OBJECTIVE> Return every one of the rows below word for word, with nothing changed, added, or left out.

--

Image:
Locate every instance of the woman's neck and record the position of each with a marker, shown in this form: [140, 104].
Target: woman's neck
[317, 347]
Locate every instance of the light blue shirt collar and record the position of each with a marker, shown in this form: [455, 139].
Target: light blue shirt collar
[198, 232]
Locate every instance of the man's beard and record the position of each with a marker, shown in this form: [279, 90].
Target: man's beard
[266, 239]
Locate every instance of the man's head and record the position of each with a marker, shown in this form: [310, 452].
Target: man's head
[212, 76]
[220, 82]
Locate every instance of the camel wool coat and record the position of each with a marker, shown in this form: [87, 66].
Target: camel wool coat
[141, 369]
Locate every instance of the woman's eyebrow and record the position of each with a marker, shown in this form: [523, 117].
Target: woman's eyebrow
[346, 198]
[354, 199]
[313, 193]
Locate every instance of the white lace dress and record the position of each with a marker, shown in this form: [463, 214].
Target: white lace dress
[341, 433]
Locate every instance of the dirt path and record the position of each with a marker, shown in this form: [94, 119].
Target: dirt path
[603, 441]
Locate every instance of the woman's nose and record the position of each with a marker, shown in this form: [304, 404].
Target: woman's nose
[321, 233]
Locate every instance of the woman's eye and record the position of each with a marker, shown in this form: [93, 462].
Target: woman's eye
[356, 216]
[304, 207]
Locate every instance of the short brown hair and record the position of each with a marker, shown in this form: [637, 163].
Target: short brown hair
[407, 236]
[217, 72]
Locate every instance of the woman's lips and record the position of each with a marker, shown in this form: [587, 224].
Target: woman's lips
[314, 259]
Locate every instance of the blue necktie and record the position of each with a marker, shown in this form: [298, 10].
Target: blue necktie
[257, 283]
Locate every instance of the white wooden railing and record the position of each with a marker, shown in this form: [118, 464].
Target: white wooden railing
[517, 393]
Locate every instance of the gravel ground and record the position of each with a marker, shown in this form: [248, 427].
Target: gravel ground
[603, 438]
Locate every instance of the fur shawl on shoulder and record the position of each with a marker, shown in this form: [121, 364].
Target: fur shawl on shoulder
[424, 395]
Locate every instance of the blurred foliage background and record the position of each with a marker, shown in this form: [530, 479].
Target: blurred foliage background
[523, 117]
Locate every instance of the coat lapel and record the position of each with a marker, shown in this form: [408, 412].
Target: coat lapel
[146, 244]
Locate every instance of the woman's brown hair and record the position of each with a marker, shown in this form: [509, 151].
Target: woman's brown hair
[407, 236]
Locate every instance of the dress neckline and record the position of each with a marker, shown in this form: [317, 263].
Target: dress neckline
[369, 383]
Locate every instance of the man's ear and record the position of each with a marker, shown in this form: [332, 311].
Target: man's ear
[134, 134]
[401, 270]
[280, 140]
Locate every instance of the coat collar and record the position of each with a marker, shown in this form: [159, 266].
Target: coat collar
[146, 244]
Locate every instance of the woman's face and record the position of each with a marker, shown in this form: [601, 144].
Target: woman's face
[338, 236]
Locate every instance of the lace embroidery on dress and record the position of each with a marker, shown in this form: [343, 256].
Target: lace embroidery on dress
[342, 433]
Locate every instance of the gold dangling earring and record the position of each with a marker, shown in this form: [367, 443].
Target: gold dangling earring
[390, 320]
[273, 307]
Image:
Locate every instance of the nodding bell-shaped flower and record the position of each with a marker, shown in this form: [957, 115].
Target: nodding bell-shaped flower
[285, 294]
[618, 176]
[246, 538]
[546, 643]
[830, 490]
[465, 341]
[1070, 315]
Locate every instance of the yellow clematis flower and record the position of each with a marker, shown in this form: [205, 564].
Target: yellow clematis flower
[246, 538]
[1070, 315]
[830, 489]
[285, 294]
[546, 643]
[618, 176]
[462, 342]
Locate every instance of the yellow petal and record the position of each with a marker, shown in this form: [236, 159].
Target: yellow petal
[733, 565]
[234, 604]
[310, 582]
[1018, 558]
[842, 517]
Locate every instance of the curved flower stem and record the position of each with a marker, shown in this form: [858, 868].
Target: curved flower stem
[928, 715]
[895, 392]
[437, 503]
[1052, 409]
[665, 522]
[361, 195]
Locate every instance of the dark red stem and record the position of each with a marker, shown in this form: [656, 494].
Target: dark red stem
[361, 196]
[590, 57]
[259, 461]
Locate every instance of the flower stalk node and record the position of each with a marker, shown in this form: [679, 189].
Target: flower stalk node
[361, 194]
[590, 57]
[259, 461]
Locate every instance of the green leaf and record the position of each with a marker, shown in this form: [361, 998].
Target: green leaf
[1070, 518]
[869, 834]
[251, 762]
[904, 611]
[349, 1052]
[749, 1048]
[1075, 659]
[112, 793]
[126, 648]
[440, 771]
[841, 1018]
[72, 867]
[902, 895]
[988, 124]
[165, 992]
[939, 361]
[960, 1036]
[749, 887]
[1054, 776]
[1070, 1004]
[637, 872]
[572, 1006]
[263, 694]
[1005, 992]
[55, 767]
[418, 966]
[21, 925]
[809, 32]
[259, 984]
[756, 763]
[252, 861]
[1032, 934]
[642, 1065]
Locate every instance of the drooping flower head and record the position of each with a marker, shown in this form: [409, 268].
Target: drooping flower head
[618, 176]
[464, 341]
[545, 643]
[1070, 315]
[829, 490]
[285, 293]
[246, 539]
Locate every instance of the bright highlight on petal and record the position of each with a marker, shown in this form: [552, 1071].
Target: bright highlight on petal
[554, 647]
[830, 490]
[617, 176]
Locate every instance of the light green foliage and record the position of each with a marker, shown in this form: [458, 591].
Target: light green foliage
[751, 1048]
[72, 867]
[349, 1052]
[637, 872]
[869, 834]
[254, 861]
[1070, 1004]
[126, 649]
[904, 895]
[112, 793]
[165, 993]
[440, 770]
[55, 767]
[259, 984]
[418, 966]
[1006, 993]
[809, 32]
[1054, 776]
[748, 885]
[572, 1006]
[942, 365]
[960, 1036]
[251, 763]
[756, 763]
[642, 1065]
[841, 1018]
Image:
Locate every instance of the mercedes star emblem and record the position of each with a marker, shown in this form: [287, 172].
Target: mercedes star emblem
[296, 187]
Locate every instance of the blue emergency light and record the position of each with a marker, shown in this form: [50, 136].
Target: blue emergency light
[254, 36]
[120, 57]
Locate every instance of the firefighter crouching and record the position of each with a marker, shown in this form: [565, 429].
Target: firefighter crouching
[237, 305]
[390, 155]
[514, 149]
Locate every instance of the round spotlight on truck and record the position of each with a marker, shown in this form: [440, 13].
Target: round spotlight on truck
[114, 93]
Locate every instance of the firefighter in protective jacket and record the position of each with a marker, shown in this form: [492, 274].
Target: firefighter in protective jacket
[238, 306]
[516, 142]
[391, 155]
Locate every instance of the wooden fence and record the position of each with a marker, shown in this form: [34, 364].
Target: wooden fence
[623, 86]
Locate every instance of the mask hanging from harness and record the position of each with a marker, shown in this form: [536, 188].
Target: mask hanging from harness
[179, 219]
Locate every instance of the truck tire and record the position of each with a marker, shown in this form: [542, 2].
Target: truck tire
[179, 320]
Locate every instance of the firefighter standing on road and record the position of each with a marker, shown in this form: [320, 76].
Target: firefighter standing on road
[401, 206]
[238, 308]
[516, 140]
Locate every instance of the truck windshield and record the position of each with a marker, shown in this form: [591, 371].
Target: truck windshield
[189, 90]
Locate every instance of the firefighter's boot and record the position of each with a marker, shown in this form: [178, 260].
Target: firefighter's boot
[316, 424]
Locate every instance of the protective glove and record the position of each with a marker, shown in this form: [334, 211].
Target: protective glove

--

ANSWER TO THIS EXERCISE>
Image:
Locate every instance of the woman's neck and record the position of each with a marker, shown in this form: [140, 104].
Target: woman's neck
[317, 347]
Locate every instance of the light blue shirt collar and record the position of each with a marker, shown in this form: [455, 139].
Target: light blue shirt collar
[198, 232]
Locate every instance of the man's beard and record the position of each with a marker, shown in this form: [279, 90].
Target: man's beard
[266, 239]
Locate every instance of the man's head and record the position of each with a marker, shown in this form: [310, 452].
Target: man's head
[212, 76]
[220, 82]
Locate every instance of the camel wool coat and record the position of each with a marker, shown in this form: [87, 66].
Target: camel wool coat
[141, 369]
Locate every instance of the woman's eyebrow and record the position of each with a marker, shown in this form: [523, 117].
Target: woman's eyebrow
[346, 198]
[354, 199]
[313, 193]
Locate every instance of the white lace dress and record the position of each with a marker, shown in this form: [463, 214].
Target: white lace dress
[341, 433]
Locate every instance of the dirt path and record the position of each with a marker, shown in this form: [94, 119].
Target: dirt path
[603, 441]
Locate every instance of the woman's nose and record the position of each with a marker, shown in this form: [304, 404].
Target: woman's nose
[321, 233]
Locate every instance of the woman's eye and record the position of each with a marker, shown in this form: [93, 462].
Target: woman's eye
[356, 216]
[304, 207]
Locate every instance of the short brown hair and record the position of each with a marker, shown in this form: [637, 163].
Target: short brown hair
[407, 236]
[217, 72]
Locate every instance of the woman's lips and record the position of each with a marker, shown in this form: [587, 224].
Target: woman's lips
[314, 259]
Locate every instance of the blue necktie and record the position of each with a marker, shown in this form: [298, 10].
Target: blue necktie
[257, 283]
Locate every instance of the white wooden railing and record the position of each with a marker, shown in this form: [118, 464].
Target: white wooden railing
[517, 393]
Locate every instance of the gravel ground and record the position of each with a marker, shown in this form: [248, 427].
Target: gravel ground
[603, 438]
Locate every instance of the fur shawl on shoulder and record the position of each with a marker, shown in this form: [121, 364].
Target: fur shawl on shoulder
[424, 395]
Locate every instance of the blurred foliage background and record the position of each with a marker, shown in this form: [530, 479].
Target: blurred foliage background
[523, 117]
Locate every instance of the coat lapel and record the position of each with a marker, shown in this form: [408, 412].
Target: coat lapel
[146, 244]
Locate every instance of the woman's brown hair and record the position of each with a marker, shown in this form: [509, 151].
Target: woman's brown hair
[407, 236]
Locate every instance of the dress neckline and record the position of each with a marker, shown in this form: [317, 263].
Target: dress neckline
[369, 383]
Locate every instance of the man's ear and record the position of each with a marker, shown in this form: [332, 311].
Target: man's ear
[134, 134]
[401, 270]
[280, 140]
Locate every instance of the coat collar and record the position of each with a marker, shown in this form: [159, 266].
Target: coat collar
[146, 244]
Locate every instance of the woman's face and record the position of each with a marker, shown in this form: [601, 144].
Target: woman's face
[338, 236]
Locate every instance of the lace embroidery on dress and record the position of each with a marker, shown in this form: [343, 256].
Target: lace embroidery on dress
[342, 433]
Locate every instance of the gold dangling earring and record the position of each with a marker, shown in this form: [367, 443].
Target: gold dangling earring
[390, 320]
[273, 307]
Image:
Locate every instance of the nodding bell-shaped flower and record the position of each with a marker, shown in this form: [957, 115].
Target: nodding bell-shaped flower
[285, 294]
[618, 176]
[246, 538]
[546, 643]
[830, 490]
[465, 341]
[1070, 315]
Locate every instance of the yellow clematis flower and record the position of each with a marker, shown in this form: [205, 564].
Target: yellow clematis flower
[246, 538]
[1070, 315]
[830, 489]
[285, 294]
[546, 643]
[618, 176]
[462, 342]
Locate every instance of the yellow petal and record the position of each with a marker, shown in this form: [236, 159].
Target: yellow petal
[733, 565]
[234, 604]
[310, 582]
[1018, 558]
[842, 517]
Locate every instance of the curved flower stem and record the position of each with a marker, shown in this form: [858, 868].
Target: curved flower stem
[928, 715]
[895, 392]
[437, 503]
[1052, 409]
[665, 522]
[361, 195]
Locate every instance of the dark red stem and record the position of each with a marker, shown in this form: [656, 494].
Target: dark red stem
[361, 196]
[590, 57]
[259, 461]
Locate every instance of the flower stalk node and record the position of each with a marker, shown in this form: [679, 189].
Target: flower stalk node
[361, 194]
[590, 57]
[259, 461]
Locate every instance of the green leaf and record the position of each with a marker, shown in this form: [361, 998].
Target: green leaf
[1070, 518]
[869, 834]
[251, 762]
[904, 611]
[349, 1052]
[749, 1048]
[1075, 659]
[112, 793]
[126, 648]
[440, 771]
[841, 1018]
[72, 867]
[902, 895]
[988, 124]
[165, 992]
[939, 361]
[960, 1036]
[749, 887]
[1054, 776]
[1070, 1004]
[637, 872]
[572, 1006]
[263, 694]
[1005, 992]
[55, 767]
[418, 966]
[21, 925]
[809, 32]
[259, 984]
[756, 763]
[252, 861]
[1032, 934]
[642, 1065]
Locate every instance of the drooping flower head and record the position of each with a marker, shown in this form: [409, 268].
Target: drooping flower head
[618, 176]
[464, 341]
[545, 643]
[1070, 315]
[829, 490]
[285, 293]
[246, 539]
Locate every instance of the bright highlight on petal and record the position of each with a marker, shown in this form: [552, 1071].
Target: bright highlight on petal
[554, 647]
[830, 490]
[617, 176]
Locate every instance of the light green foliage and record the position of each with a marker, shown in this form: [458, 591].
Target: light green foliage
[751, 1048]
[72, 867]
[349, 1052]
[637, 872]
[869, 834]
[254, 861]
[1070, 1004]
[126, 649]
[904, 895]
[112, 793]
[165, 993]
[440, 770]
[55, 767]
[259, 984]
[418, 966]
[1006, 993]
[809, 32]
[1054, 776]
[748, 885]
[572, 1006]
[942, 365]
[960, 1036]
[251, 763]
[756, 763]
[642, 1065]
[841, 1018]
Image:
Locate every instance of the mercedes star emblem and record the position of each with a marker, shown in this form: [287, 172].
Target: mercedes star emblem
[296, 187]
Locate every instance of the blue emergency light and record the position of each with a marker, shown in this form: [50, 136].
Target: blue emergency light
[254, 36]
[120, 57]
Locate every instance of the firefighter crouching and record the position of each with a marker, shown in this form: [565, 429].
Target: firefighter crouching
[237, 305]
[390, 155]
[514, 149]
Locate every instance of the round spotlight on truck and record the position of each with a marker, shown in this form: [440, 13].
Target: round spotlight on truck
[114, 93]
Locate every instance of the firefighter in protective jacket and record the position of each with a marker, shown in this form: [492, 274].
Target: firefighter in protective jacket
[238, 306]
[516, 142]
[391, 155]
Locate every instance of the wooden fence and record the position of each with a marker, shown in this form: [34, 364].
Target: wooden fence
[623, 86]
Locate every instance of the mask hanging from harness and record the position of each with a marker, shown in this form: [536, 188].
Target: mask hanging from harness
[179, 219]
Locate every instance of the truck tire and record the position of each with a marker, shown in this form: [542, 2].
Target: truck tire
[179, 320]
Locate every instance of the firefighter standing on road and record the position of each with a marker, shown in this form: [320, 76].
Target: firefighter standing on road
[401, 206]
[238, 308]
[516, 140]
Locate every instance of the truck windshield and record the position of each with a marker, shown in this form: [591, 371].
Target: truck windshield
[189, 90]
Locate every instance of the firefighter's boot and record the position of each with a marker, shown in this form: [178, 260].
Target: firefighter's boot
[316, 424]
Locate every instance of the protective glove and record the position of each with a marker, shown in this form: [334, 211].
Target: protective glove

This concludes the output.